• _GIVEN INSTRUCTION 1_
Answer these questions using the excerpt on causation in negligence below, with each answer marked by its letter:
(a) Who bears the burden of showing that the injury would not have occurred "but for" the negligent act or omission of each defendant?
(b) Which case is quoted at para. 14, per Major J., for the general test for causation?
(c) According to the passage from Clement v. Clement, what does the material-contribution test provide a basis for finding?
• _GIVEN INSTRUCTION 2_
Write the next part of the excerpt on causation in negligence below, picking up after its final sentence.

• _EXTRACT_
━━━
In Resurfice Corp., the Supreme Court of Canada reaffirmed that the but-for test was the primary or default test for determining causation. In that case, Chief Justice McLachlin, in setting out the general principles that apply to the determination of causation, wrote,
21 First, the basic test for determining causation remains the “but for” test. This applies to multi-cause injuries. The plaintiff bears the burden of showing that “but for” the negligent act or omission of each defendant, the injury would not have occurred. Having done this, contributory negligence may be apportioned, as permitted by statute.
22 This fundamental rule has never been displaced and remains the primary test for causation in negligence actions. As stated in Athey v. Leonati, at para. 14, per Major J., “[t]he general, but not conclusive, test for causation is the ‘but for’ test, which requires the plaintiff to show that the injury would not have occurred but for the negligence of the defendant”. Similarly, as I noted in Blackwater v. Plint, at para. 78, “[t]he rules of causation consider generally whether ‘but for’ the defendant’s acts, the plaintiff’s damages would have been incurred on a balance of probabilities.”
23 The “but for” test recognizes that compensation for negligent conduct should only be made “where a substantial connection between the injury and the defendant’s conduct” is present. It ensures that a defendant will not be held liable for the plaintiff’s injuries where they “may very well be due to factors unconnected to the defendant and not the fault of anyone”: Snell v. Farrell, at p. 327, per Sopinka J.
Causation is a difficult enough exercise on its own; the material contribution test complicates matters unduly. As the British Columbia Court of Appeal in Clement v. Clement observes,
45] It is important to keep in mind that the material-contribution test discussed in Resurfice Corp. is not a test for determining factual causation. It does not provide a framework for determining whether a plaintiff has proven on a balance of probabilities that a defendant’s negligence has in fact caused harm. Rather, it provides a basis for finding legal causation when there is a possibility that the defendant’s negligent actions could have been a factual cause.
━━━
• _GIVEN ENTRIES_
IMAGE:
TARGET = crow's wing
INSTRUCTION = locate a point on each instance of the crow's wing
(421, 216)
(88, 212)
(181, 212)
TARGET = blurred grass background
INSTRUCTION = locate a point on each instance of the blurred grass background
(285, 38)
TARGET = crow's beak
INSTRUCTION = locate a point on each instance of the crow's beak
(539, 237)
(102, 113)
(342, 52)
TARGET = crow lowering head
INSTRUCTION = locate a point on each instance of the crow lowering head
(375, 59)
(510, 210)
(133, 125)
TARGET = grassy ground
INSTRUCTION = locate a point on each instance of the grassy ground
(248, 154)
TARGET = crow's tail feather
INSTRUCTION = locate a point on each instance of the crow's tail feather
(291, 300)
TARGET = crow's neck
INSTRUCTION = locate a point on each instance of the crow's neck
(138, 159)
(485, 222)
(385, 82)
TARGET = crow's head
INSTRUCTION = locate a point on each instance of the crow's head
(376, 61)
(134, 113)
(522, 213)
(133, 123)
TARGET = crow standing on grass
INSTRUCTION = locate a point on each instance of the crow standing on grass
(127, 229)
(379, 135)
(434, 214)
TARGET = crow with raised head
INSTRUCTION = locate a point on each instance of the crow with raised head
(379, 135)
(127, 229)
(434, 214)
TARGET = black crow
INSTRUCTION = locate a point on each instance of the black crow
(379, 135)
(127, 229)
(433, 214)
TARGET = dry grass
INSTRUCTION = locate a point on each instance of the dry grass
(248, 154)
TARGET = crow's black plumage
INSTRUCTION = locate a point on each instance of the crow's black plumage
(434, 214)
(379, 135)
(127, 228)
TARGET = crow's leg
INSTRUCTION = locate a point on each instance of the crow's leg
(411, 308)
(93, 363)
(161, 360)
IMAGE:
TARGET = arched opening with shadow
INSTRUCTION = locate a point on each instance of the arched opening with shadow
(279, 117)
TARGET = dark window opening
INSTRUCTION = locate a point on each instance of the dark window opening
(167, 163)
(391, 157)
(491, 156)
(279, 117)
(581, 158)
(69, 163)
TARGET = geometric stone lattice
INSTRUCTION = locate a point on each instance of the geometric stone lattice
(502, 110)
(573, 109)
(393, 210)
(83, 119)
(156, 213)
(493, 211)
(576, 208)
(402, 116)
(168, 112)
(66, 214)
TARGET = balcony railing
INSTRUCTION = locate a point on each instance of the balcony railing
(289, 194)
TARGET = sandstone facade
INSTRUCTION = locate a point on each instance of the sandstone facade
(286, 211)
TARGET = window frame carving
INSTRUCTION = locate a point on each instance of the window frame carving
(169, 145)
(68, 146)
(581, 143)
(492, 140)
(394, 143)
━━━
• _WRITTEN ANSWER 1_
(a) The plaintiff.
(b) Athey v. Leonati.
(c) Legal causation, when there is a possibility that the defendant's negligent actions could have been a factual cause.

• _WRITTEN ANSWER 2_
Factual causation was an issue in today’s Court of Appeal decision in Rojer v. Dorel Juvenile Group, Inc., 2011 ONCA 458. The appeal panel comprised of Goudge, MacFarland and Watt JJ.A. affirmed the trial judge’s finding that the appellant’s evidence was unreliable and that the “probable factual cause” of the appellant’s accident. The Court of Appeal also agreed with the trial judge’s finding that the appellant “likely undertook an ill conceived and unsafe activity on the stool.” The panel further noted that the “trial judge also concluded that she could not find that the wobbly steps of the stool caused or contributed to the accident. “
Without specific reference to the “but for” test, the Court of Appeal upheld the trial judge’s decision and held:
 In our view, the evidence before the trial judge permitted these findings. The appellant cannot say that the wobbly steps caused her accident. Unlike Kamin v. Kawartha Dairy Ltd. (2006), 207 O.A.C. 199, 79 O.R. (3d) 284, it cannot be said that this was the only reasonable inference that could be drawn from the evidence. Indeed, the inference the trial judge drew was that there was likely another cause, namely, the unsafe activity undertaken by the appellant. In our view, this finding was one that was open to her on the evidence.
 We recognize that it would have been preferable for the trial judge to address, if only briefly, the other issues arising in a negligence case, including duty of care, standard of care, and the breach thereof. Not only does this assist full appellate review, but it permits the parties to fully understand why the outcome was reached. But ultimately, to succeed, the appellant had to demonstrate factual causation. The trial judge found that she had no done so and, for the reasons given, we cannot interfere.
 The appeal must be dismissed. In saying this, we should not be taken to agree with the trial judge’s findings on damages. In our view, the trial judge clearly got Dr. Richards’s evidence wrong and ultimately awarded an inordinately low amount. However, given our finding on liability, we need not formally address the damages question and apart from these comments, we decline to do so.
Perhaps the Supreme Court of Canada’s jettisoning of the doctrine of “res ipsa loquitur” in Fontaine v. British Columbia (Official Administrator)  1 S.C.R. 424 is partly to blame for this current jurisprudential quagmire. Let’s wait and see if the Supreme Court of Canada actually clarifies this important area of the law of evidence.
- Robin F. Hansen, “Fullowka v. Pinkerton’s of Canada Ltd. and the Material-Contribution Test for Factual Causation in Negligence” (thetrialwarrior.com)
- Loss Causation in the SCOTUS (professorbainbridge.com)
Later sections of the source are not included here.